• **Page**:
When considering network traffic prediction problems in a regular grid, convolutional neural networks (CNNs) can be used by taking traffic data in different grids as image pixel values [29,30,31]. The attention mechanism [32] can be further incorporated into CNNs for a better prediction performance [33]. For example, the attention mechanism is combined with ConvLSTM for capturing long-term spatial-temporal dependency for cellular traffic prediction and helps to achieve accurate prediction under hourly and daily time scales [34]. Based on the Transformer network, a spatial-temporal downsampling neural network model is further proposed for citywide mobile traffic prediction [35].

More recently, graph neural networks (GNNs) have been proposed as the new frontier of artificial intelligence research, and the input data are formulated as graphs [36]. GNNs have been successfully applied in communication networks, with a wide range of applications including network traffic prediction [37,38,39]. To further improve the performance of the GNN-based prediction model in large-scale traffic prediction, transfer learning is introduced for knowledge reuse and computation reduction in cellular traffic prediction [40].

While there are various network traffic prediction models in the literature, most of them are considered in a centralized approach. Thus, the main research motivation of this paper is to fill in the research gap that the distributed multi-agent learning approach has not been considered in the Internet traffic prediction problem before, in the cooperative way more specifically. Two main research questions arise in this paper, i.e., would the interaction among different agents converge in the long run, and could the distributed multi-distributed learning approach outperform the traditional centralized learning approach? From our research, both questions are answered in the affirmative.

3. Dataset and Problem

In this paper, we use an open real-world dataset [41] to validate the proposed distributed multi-agent learning approach and compare it with the centralized learning baseline. The dataset contains the Internet traffic data collected in a university campus backbone network located in the State University of Ceará for half a year from 16 January 2019 to 15 July 2019, with a sampling time period of one hour. The mean, maximum, and minimum bandwidth usage values are recorded. Figure 1 shows the Internet traffic data in the first three weeks of the data collection time period. For clarity, the mean, maximum, and minimum values are plotted in three subfigures. Both a weekly pattern and a daily pattern on weekdays are observed from Figure 1. The stationarity of this specific Internet traffic time series has also been validated with the Dickey-Fuller test, and the rationality of using the mean, maximum, and minimum usage values as input has also been justified with the cointegration test [15].

Figure 1. The Internet traffic data in the first three weeks. (a) Mean values; (b) Maximum values; (c) Minimum Values.

• **Things to do**:
1) From the network traffic prediction passage, return the words between "More recently, graph" and "traffic prediction [40].", inclusive.
2) According to the network traffic prediction passage, what sampling time period was used for the campus Internet traffic data?
3) Extend the network traffic prediction passage from the point where it stops.
The listing that comes next is not needed for any of this work.

Excerpts from a point labeling dataset:
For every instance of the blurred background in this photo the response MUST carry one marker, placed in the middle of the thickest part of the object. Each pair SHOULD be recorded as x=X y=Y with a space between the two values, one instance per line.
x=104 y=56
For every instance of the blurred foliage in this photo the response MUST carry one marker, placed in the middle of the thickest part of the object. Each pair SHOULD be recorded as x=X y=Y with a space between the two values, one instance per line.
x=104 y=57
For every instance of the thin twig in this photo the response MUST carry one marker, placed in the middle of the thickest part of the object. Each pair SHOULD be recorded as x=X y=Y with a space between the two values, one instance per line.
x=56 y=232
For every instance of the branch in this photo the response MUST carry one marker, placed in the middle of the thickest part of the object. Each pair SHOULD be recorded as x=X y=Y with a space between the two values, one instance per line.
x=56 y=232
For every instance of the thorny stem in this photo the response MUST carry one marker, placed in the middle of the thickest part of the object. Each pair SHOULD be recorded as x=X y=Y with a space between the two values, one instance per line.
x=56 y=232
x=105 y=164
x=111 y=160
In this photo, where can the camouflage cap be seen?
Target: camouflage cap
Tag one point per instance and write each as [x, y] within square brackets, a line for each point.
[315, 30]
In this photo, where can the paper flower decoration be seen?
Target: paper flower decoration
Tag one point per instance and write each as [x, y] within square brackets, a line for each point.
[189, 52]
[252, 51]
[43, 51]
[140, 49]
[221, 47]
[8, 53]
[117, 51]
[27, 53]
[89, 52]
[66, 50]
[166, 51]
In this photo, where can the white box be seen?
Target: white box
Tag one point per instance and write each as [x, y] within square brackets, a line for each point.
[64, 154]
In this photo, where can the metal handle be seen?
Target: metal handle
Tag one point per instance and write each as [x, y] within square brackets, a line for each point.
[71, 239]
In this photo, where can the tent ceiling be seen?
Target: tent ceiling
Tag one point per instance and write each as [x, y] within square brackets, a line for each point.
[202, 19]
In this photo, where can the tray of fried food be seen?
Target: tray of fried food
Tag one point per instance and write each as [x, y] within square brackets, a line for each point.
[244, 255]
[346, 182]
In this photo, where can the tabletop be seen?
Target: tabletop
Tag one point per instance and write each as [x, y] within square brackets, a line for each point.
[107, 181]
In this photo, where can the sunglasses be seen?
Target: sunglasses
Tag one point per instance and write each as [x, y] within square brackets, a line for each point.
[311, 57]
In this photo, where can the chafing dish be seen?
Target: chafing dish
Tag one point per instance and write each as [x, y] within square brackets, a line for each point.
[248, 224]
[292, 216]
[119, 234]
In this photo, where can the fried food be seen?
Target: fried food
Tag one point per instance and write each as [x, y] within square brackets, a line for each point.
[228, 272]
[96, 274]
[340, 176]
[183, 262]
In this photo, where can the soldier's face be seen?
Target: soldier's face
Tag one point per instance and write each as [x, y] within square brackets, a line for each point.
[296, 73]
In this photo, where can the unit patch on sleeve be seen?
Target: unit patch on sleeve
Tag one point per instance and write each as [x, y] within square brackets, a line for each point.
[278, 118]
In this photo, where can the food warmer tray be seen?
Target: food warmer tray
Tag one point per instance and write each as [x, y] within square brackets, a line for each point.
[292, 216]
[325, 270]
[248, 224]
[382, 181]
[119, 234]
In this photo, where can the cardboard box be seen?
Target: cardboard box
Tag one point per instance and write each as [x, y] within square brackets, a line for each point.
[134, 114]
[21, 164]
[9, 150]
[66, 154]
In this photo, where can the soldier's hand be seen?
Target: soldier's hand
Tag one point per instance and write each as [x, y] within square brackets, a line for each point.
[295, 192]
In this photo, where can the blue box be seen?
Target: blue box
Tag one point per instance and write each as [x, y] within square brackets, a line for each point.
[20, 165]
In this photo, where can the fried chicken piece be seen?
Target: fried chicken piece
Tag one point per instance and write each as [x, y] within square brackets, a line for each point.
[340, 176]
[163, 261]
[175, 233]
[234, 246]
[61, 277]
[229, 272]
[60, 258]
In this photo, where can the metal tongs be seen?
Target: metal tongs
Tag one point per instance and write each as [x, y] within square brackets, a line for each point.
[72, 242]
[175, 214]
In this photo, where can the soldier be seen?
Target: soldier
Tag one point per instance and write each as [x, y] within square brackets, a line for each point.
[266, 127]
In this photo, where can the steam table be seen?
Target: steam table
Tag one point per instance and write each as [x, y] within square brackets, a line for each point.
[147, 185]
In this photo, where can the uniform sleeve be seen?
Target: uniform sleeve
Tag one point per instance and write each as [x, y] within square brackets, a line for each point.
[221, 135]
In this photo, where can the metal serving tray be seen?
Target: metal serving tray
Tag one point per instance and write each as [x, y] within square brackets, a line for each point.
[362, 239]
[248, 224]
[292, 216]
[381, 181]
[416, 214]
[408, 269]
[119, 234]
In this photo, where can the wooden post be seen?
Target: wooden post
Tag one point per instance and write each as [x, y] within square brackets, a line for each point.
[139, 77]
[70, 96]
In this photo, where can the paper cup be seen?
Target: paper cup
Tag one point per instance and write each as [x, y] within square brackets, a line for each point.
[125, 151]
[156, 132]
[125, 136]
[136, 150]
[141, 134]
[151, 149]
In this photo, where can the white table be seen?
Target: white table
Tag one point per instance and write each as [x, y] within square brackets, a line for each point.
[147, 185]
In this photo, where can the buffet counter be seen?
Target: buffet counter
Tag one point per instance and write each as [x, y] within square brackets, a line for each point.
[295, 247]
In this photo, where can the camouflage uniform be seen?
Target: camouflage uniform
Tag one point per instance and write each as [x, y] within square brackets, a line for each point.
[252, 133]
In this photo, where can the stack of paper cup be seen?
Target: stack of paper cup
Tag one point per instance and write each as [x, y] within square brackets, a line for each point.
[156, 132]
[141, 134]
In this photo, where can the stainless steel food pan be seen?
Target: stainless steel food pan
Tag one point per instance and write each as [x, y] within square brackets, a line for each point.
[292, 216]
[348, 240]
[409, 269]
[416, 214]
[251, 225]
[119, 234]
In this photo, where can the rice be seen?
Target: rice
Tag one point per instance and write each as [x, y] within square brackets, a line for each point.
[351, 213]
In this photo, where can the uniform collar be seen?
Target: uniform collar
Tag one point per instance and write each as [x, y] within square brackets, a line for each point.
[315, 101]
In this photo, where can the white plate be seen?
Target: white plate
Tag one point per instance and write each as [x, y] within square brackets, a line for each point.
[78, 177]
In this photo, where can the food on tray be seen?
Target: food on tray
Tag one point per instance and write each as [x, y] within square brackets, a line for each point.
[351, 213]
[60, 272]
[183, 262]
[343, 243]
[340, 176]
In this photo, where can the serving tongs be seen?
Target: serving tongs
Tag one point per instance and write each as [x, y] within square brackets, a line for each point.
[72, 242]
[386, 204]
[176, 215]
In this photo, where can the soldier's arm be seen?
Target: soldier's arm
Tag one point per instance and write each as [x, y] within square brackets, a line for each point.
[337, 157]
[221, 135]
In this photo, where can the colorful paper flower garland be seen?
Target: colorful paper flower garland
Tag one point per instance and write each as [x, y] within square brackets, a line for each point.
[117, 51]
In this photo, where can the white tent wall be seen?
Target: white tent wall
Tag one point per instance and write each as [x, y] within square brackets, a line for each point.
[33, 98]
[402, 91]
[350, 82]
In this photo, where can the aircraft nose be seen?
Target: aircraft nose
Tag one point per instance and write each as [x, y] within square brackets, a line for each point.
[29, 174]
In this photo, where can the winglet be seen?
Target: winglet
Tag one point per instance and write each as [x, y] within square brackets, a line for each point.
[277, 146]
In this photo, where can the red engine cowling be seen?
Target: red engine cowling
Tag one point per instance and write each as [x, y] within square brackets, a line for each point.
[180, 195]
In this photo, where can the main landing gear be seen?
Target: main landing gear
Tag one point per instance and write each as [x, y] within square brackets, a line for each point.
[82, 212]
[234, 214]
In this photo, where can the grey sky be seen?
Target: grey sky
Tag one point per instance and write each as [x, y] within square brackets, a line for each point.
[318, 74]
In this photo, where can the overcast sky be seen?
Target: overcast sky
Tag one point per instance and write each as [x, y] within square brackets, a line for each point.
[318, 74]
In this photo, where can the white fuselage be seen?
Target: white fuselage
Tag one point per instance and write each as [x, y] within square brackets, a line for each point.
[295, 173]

• **Task-by-task results**:
1)
More recently, graph neural networks (GNNs) have been proposed as the new frontier of artificial intelligence research, and the input data are formulated as graphs [36]. GNNs have been successfully applied in communication networks, with a wide range of applications including network traffic prediction [37,38,39]. To further improve the performance of the GNN-based prediction model in large-scale traffic prediction, transfer learning is introduced for knowledge reuse and computation reduction in cellular traffic prediction [40].

2) One hour.

3)
Following previous studies [15], the Internet traffic prediction problem is modeled as a supervised learning problem, in which the mean traffic value in the future is the short-term prediction target and the historical traffic data (containing the mean, maximum, and minimum usage values) in the historical time window are the input features. We consider the single-step prediction problem in this study, in which the mean traffic value in the next hour is chosen as the prediction target. To compare with existing centralized learning results, we choose 24 h as the historical time window size and leave the exploration for multi-step predictions as well as the influence of varying historical time window sizes in our future studies.

In this study, we take a step further and consider Internet traffic prediction using supervised learning and distributed multi-agent learning approach. The problem is to design an effective cooperation and aggregation process in which the historical traffic data are used by different agents as the base prediction model input and a final result is aggregated from the predictions of different agents as the output. Different from the centralized learning approach in which only one prediction model is trained in a central server, the learning approach for the base prediction models is distributed among different agents with their own facilities.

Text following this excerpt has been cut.